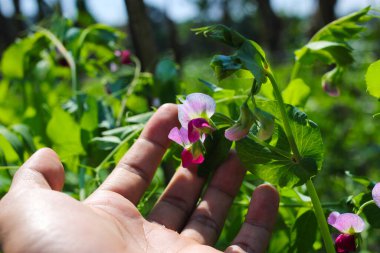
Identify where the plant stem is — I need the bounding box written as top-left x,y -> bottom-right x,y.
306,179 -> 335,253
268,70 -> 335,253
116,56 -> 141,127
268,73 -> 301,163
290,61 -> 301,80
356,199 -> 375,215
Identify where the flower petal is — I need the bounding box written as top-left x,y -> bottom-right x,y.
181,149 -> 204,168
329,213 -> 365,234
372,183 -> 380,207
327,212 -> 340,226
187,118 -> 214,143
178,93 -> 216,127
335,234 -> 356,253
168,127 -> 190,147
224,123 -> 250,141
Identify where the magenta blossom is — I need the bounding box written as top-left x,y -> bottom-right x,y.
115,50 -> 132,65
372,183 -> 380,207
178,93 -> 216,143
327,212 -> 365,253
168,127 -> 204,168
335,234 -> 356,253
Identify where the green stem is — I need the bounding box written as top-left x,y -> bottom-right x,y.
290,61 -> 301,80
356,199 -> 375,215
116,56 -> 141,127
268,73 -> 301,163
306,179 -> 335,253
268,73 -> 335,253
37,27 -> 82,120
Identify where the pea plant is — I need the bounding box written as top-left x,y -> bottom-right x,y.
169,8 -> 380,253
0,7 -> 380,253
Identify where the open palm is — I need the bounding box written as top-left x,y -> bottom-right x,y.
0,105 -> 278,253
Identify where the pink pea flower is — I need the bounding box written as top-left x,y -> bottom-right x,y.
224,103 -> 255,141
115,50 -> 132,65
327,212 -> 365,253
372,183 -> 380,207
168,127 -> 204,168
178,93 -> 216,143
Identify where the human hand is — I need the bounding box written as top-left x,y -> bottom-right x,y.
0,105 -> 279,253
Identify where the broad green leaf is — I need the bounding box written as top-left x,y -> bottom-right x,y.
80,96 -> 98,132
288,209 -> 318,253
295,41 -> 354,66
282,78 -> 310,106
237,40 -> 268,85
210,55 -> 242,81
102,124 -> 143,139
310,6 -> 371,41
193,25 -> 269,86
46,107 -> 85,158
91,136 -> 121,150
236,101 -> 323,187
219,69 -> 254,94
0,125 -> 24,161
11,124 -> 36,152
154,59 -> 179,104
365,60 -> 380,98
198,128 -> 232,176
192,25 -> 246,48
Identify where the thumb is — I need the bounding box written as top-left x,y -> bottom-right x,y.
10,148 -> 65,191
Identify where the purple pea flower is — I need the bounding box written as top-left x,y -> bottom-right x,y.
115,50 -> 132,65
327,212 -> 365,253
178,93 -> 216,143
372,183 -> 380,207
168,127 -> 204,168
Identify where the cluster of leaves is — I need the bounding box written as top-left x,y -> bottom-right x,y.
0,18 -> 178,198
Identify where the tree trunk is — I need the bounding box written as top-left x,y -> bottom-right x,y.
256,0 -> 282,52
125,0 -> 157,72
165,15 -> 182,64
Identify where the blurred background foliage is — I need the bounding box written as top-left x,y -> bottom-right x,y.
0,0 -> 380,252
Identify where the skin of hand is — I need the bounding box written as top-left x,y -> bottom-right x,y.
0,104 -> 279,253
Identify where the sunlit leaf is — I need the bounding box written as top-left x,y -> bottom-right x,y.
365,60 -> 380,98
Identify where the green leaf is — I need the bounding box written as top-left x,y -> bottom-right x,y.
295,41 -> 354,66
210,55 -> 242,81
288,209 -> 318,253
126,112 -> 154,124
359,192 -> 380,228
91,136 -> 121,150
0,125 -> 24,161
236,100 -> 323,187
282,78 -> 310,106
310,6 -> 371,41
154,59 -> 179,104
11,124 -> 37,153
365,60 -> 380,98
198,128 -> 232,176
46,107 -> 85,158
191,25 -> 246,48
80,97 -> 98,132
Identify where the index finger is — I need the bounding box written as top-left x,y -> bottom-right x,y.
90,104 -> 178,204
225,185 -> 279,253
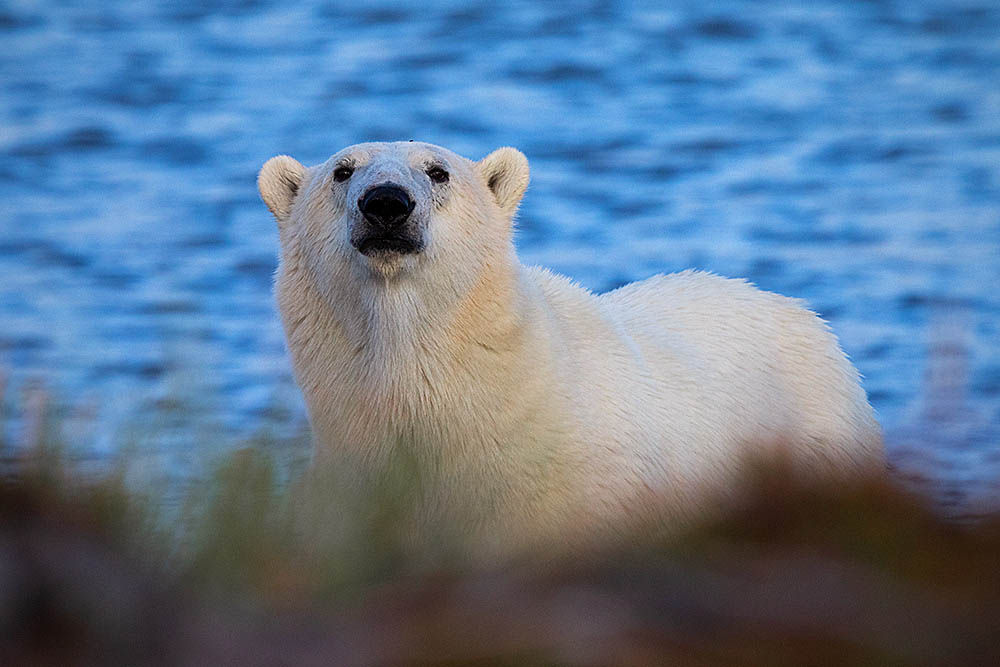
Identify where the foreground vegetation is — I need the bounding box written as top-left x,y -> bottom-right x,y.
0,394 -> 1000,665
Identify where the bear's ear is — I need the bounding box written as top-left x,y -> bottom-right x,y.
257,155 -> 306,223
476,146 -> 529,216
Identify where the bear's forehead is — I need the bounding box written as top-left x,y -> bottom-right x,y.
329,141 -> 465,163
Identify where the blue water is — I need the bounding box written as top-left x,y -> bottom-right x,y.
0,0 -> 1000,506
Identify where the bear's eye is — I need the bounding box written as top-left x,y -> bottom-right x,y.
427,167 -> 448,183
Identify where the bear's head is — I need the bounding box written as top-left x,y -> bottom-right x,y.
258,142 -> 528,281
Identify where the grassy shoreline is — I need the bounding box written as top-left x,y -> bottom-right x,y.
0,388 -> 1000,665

==

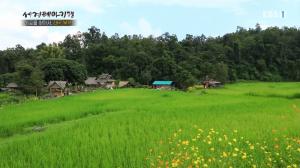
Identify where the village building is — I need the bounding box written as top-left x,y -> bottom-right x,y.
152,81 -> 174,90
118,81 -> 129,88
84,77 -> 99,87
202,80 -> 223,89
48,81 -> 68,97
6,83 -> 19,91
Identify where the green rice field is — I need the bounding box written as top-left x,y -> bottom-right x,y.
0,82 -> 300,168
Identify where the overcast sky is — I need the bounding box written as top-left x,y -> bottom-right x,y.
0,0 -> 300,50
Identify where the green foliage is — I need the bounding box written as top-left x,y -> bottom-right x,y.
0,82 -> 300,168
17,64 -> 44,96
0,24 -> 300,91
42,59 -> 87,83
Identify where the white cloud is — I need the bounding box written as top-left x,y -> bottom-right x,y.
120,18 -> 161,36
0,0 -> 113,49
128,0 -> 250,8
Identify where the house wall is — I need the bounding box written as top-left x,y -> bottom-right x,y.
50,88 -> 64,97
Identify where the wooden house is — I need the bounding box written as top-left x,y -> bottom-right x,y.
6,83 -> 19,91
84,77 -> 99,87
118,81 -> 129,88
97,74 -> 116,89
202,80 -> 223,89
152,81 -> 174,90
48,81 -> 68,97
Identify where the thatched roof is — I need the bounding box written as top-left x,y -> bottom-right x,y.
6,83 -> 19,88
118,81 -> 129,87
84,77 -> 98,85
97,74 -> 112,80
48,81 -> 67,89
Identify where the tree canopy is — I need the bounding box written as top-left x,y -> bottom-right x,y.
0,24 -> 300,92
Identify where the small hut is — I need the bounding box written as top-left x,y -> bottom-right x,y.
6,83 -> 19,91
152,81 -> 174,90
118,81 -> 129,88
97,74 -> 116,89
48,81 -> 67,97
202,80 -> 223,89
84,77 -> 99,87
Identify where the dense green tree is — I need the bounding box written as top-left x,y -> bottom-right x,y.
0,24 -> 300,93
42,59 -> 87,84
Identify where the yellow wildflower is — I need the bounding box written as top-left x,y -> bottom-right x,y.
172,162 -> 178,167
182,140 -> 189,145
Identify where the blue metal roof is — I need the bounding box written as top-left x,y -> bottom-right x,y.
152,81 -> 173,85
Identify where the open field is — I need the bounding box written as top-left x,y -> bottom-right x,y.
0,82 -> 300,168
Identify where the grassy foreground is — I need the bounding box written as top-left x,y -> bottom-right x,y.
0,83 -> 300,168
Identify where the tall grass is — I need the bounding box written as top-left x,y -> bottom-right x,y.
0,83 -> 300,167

---

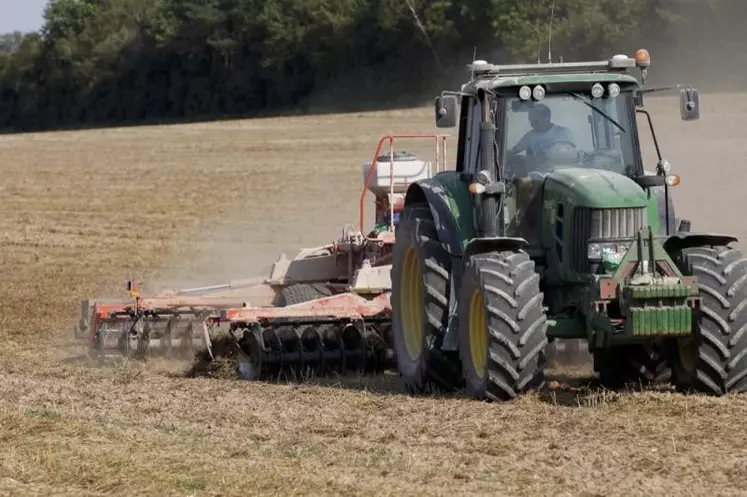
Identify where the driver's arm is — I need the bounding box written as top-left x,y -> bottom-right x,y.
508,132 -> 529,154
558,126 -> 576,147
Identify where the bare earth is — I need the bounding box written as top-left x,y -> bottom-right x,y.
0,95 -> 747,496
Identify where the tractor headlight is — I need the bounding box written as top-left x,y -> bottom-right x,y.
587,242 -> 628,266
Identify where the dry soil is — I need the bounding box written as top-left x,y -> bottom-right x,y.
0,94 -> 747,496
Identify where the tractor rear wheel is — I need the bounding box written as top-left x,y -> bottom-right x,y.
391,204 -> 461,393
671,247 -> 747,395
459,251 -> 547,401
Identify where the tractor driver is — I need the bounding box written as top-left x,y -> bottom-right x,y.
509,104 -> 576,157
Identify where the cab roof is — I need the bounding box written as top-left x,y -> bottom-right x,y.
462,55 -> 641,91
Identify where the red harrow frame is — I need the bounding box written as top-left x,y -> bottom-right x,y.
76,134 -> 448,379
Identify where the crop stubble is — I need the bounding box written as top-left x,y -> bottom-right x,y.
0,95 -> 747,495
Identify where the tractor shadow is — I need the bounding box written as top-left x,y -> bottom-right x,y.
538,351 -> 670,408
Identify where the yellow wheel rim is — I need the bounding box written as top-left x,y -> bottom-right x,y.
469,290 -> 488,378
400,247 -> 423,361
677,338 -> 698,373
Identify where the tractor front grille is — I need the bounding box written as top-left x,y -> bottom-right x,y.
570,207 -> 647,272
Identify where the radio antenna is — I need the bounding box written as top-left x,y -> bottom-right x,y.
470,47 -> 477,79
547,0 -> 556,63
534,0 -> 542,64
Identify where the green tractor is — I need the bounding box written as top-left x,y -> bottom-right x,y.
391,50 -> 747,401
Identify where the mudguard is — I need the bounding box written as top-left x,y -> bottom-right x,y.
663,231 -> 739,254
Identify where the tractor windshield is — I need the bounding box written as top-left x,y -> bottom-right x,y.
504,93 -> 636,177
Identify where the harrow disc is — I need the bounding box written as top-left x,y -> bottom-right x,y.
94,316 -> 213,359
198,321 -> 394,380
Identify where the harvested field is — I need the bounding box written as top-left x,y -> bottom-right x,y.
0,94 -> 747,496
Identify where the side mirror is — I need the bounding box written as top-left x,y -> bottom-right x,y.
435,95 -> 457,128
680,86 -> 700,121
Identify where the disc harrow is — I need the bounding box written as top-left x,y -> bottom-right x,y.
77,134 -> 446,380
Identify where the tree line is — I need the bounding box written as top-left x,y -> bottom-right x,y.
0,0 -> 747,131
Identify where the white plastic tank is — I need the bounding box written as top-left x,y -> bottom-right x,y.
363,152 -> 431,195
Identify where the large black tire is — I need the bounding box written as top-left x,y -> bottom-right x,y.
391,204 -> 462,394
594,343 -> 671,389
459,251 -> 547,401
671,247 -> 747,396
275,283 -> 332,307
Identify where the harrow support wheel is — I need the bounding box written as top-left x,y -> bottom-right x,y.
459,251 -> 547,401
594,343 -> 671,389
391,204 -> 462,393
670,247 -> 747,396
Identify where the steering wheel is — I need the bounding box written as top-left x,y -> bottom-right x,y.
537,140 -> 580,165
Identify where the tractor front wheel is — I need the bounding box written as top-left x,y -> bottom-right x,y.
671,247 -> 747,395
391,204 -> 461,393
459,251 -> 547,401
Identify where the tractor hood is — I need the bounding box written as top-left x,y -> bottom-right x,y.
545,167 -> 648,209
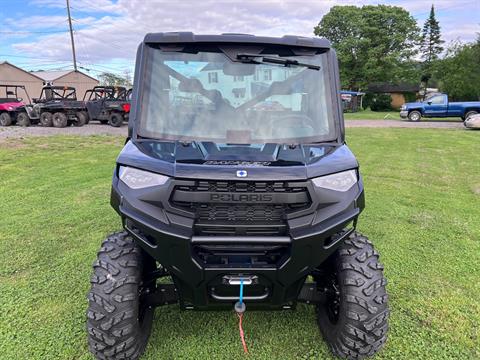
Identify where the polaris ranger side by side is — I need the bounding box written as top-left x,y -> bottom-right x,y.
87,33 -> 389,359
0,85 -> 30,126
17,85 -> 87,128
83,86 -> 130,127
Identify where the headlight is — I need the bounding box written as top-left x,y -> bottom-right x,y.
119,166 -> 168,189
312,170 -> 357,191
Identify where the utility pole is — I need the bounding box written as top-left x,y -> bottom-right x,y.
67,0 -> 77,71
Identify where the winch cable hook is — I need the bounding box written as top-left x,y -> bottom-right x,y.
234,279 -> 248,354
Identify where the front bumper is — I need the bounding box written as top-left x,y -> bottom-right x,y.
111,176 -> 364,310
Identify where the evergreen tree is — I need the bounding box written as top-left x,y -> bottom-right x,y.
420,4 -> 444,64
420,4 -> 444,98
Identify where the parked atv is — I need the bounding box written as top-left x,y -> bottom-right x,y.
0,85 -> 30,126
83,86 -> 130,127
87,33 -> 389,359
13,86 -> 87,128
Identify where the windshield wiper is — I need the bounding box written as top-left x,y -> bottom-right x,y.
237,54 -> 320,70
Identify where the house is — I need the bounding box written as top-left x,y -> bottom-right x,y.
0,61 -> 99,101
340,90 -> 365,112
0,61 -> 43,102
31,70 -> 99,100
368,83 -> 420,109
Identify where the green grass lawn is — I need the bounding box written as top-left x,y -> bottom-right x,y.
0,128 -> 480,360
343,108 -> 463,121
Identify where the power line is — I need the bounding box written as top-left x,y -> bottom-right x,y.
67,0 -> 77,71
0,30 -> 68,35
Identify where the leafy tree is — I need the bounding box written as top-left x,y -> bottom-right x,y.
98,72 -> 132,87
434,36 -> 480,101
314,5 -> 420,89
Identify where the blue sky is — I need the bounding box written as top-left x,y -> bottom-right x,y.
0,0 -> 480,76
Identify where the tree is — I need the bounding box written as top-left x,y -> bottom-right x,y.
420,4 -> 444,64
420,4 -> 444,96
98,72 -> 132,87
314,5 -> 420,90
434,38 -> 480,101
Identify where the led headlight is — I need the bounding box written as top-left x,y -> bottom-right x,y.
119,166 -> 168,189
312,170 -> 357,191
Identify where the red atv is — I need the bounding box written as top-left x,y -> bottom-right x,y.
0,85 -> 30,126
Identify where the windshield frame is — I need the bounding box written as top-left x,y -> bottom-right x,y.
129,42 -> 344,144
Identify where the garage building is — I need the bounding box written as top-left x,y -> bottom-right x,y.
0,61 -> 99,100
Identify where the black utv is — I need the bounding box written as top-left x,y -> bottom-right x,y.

■ Stated problem
Rewrite the data starting at the line that contains "Identify where the green foliage" and ending at the line that contains "42,59 -> 87,83", substituting "dense vegetation" for "green foliage" and leaving everything else unchanged.

■ The output
Identify where the dense vegetation is — I need the bounding box written as top-left x,y -> bottom-right x,y.
0,82 -> 300,168
17,64 -> 44,96
0,24 -> 300,91
42,59 -> 87,83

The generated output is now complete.